=== READING PASSAGE ===
*** Begin section ***

Progesterone, Urine

CPT Code: 84144

Clinical Significance:
Progesterone is a Progestin produced primarily from enzymatic metabolism of Pregnenolone.  It is enzymatically converted to 17-Hydroxy Progesterone and 11-Deoxycorticosterone.  It is secreted by both the gonads and the adrenal glands.  It is bound to Cortisol Binding Globulin and Albumin, but a small percentage is present in the “Free” bioactive form.  It is excreted into the urine as its conjugated and unconjugated forms and as Pregnanediol (conjugated and unconjugated).  This assay measures the conjugated and unconjugated forms of Progesterone.  Progesterone is responsible for cellular changes in the cervix, vagina, and uterus.  Levels are lowest in the follicular phase and increase rapidly following the luteal surge.  Progesterone increases greatly during pregnancy.  Measurement of Urine Progesterone can be useful to monitor fertility, corpus luteum function, endometrial development, and be helpful in in-vitro fertilization patients yielding an integrated look of Progesterone activity over a 24 hour period.

*** End section ***

=== RECORDS SHOWN ===

*** Begin section ***

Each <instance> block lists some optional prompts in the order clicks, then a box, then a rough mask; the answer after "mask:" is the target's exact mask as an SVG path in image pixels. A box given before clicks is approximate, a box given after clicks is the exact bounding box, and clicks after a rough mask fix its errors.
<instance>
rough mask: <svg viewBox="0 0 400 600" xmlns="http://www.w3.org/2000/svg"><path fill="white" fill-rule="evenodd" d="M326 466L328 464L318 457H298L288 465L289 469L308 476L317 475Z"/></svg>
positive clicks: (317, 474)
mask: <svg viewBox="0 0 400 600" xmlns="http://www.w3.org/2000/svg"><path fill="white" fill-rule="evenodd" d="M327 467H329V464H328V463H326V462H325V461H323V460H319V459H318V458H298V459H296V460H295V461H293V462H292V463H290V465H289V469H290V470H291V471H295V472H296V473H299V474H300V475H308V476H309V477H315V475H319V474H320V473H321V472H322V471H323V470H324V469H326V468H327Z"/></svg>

*** End section ***

List every use the urine progesterone test description above gives for measuring urine progesterone.

- Monitoring fertility
- Monitoring corpus luteum function
- Monitoring endometrial development
- Helping in in-vitro fertilization patients by giving an integrated look at progesterone activity over a 24-hour period